■ YOUR OBJECTIVE
Print the lines below exactly as they are, but leave the pictures out of your answer.

Rows from an object pointing dataset:
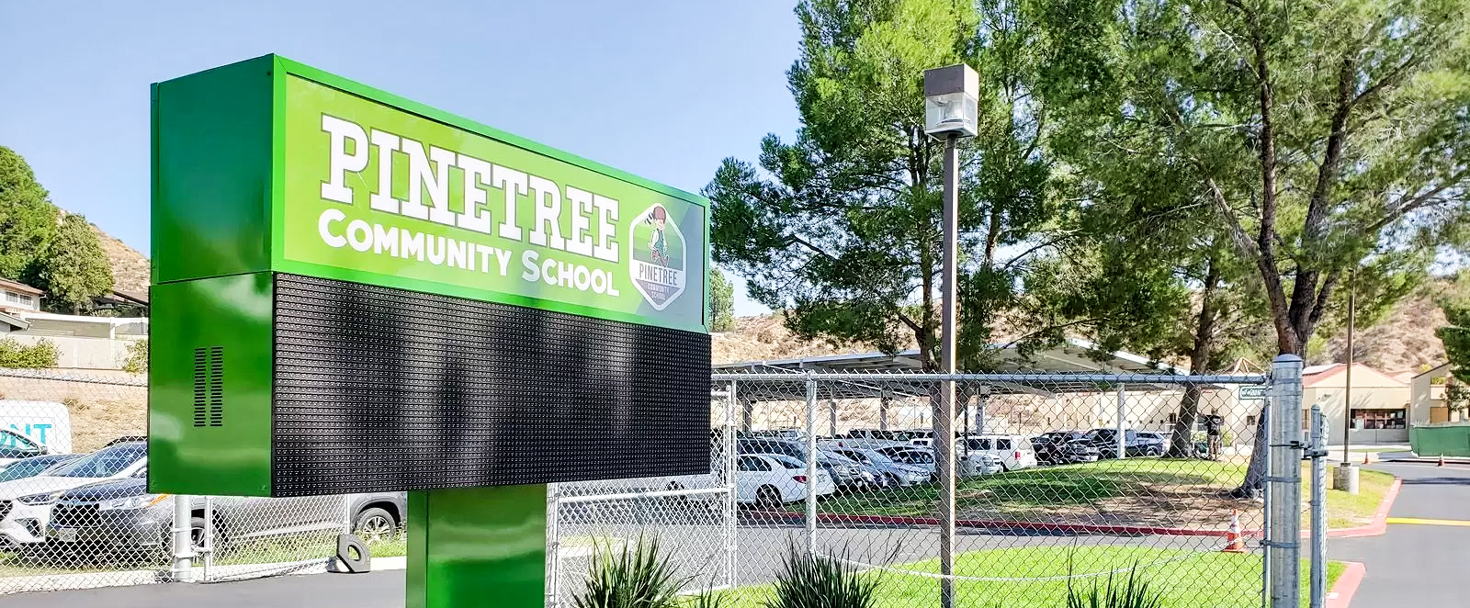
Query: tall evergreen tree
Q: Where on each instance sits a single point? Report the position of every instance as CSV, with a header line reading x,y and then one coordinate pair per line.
x,y
722,301
1326,137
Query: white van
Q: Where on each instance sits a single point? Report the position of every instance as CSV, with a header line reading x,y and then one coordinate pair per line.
x,y
1013,451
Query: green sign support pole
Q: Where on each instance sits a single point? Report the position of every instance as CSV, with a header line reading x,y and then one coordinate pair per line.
x,y
356,292
477,547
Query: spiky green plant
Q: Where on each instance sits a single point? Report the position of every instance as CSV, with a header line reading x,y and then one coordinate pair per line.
x,y
822,582
1131,592
638,577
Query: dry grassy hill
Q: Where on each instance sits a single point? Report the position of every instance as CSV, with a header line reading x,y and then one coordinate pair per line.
x,y
1403,339
130,268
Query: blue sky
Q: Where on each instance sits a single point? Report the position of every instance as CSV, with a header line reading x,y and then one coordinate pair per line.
x,y
659,88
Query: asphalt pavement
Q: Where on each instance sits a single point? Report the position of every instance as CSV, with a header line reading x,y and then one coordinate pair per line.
x,y
1423,563
381,589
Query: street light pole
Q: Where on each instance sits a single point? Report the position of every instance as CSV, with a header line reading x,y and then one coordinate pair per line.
x,y
944,435
950,112
1347,388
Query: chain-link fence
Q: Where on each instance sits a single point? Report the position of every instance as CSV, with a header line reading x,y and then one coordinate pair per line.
x,y
1062,482
75,510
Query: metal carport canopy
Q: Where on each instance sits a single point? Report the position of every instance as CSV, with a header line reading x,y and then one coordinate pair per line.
x,y
1075,366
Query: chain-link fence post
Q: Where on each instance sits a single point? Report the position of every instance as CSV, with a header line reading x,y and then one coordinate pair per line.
x,y
553,545
1122,426
812,466
209,536
1319,507
183,569
1284,479
731,505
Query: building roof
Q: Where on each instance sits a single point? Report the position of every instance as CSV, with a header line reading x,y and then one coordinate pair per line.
x,y
1316,375
19,287
1442,367
16,323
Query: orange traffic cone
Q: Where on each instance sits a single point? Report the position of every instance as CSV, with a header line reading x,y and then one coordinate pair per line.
x,y
1234,544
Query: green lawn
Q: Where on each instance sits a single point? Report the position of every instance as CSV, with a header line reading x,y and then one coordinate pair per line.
x,y
1040,489
1345,510
1040,494
1184,579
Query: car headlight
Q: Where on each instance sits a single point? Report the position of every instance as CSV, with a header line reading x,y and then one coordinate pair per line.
x,y
37,500
131,502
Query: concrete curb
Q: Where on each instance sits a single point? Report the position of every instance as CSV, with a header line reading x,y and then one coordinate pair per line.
x,y
1373,529
1347,585
1379,517
1003,525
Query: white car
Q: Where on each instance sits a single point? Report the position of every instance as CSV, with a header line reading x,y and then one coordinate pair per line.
x,y
18,447
771,480
25,504
1012,451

■ WRITTEN SOLUTION
Query: tall evergreen tree
Q: Where on each instance sits a single point? Report the position of every instance as CSV, with a header line reading x,y and then one coordinate pair per line.
x,y
722,301
1326,137
Query: white van
Q: Where on each instance sits a single point? Report the position of every instance as CSV, with a header line reading x,y and then one coordinate pair per line.
x,y
1013,451
Query: green sign support pole
Q: Where on each instance sits a single point? Report the position of every instance as CSV, with a header line reading x,y and then one coordinate pair per line.
x,y
356,292
477,547
Query: spiky green plant
Q: Where on each instance sits a single point? Report the position of every instance as CSV, with a header line reading x,y and then one coordinate pair per line.
x,y
822,582
1131,592
638,577
Query: dry grassy hill
Q: Where on each instance sits a single point? Report the position of every instance as CSV, with a header line reading x,y and then one coordinate pair per line.
x,y
1403,339
130,268
Query: blue sky
Q: Where on each instance sits a single point? Report the position of every instance as CSV, with a header line reading x,y and then one coordinate pair per line.
x,y
659,88
Query: asphalt pavement
Q: Where on each instance sits a single point? Report the position of every instance as CSV, with a header line reading x,y and then one coordinate pair per line.
x,y
1423,563
381,589
Query: street light pole
Q: Where on each instance sits a single point? Report the position of every instance as CSV, with a header line reading x,y and then one coordinate pair per line.
x,y
944,435
950,112
1347,388
Query: chain-link fence
Q: Where on each instance sits a single point? Report the position of every instance as CSV, with a header line reading x,y and then one coordinate pair per line.
x,y
1062,482
75,510
Query: metal carport canopy
Q: Where on each instance sits a single point? Report the position of every instance as CSV, with a header line reading x,y and then one coordinate pair per line.
x,y
1075,366
Query: chain-link fence post
Q: Where on each instance sits a single point? Report the position of every instance as CSV, with a header line reading x,y and then one coordinate pair per line.
x,y
553,545
1122,426
812,466
209,536
1319,507
183,569
1284,479
731,505
Query: building roof
Q: Where on each instance sits a single point? Report the position of every instance as CSV, with a header line reading x,y and then one coordinate pair per line.
x,y
1316,375
19,287
1442,367
16,323
Query: orange traffic cone
Q: Where on each instance sits a single point? Report the position of every instance as CSV, with a header line reading x,y and then one coordinate pair per line.
x,y
1234,544
Query: green lawn
Q: Where on each instance sits a single point? Report the position of every instance as CSV, with a header line reading x,y and then one coordinate pair per line.
x,y
1040,489
1345,510
1040,494
1184,579
Query: car headlight
Q: Where on each instance sits a single point? Report the position of every instance as CSV, with a header line reading x,y and then one coordinate pair per line.
x,y
37,500
131,502
Query: concrete curb
Q: Where on each instance sits a single point? Report the position of every instance as CSV, with a header line reading x,y and then one coordinate pair per line.
x,y
1373,529
1347,585
1379,517
1003,525
Query: white car
Q: Where on each instance sits a single point? Report the position of every instance as CSV, with a header line reading x,y and then one coordinate pair per line.
x,y
18,447
771,480
25,504
1012,451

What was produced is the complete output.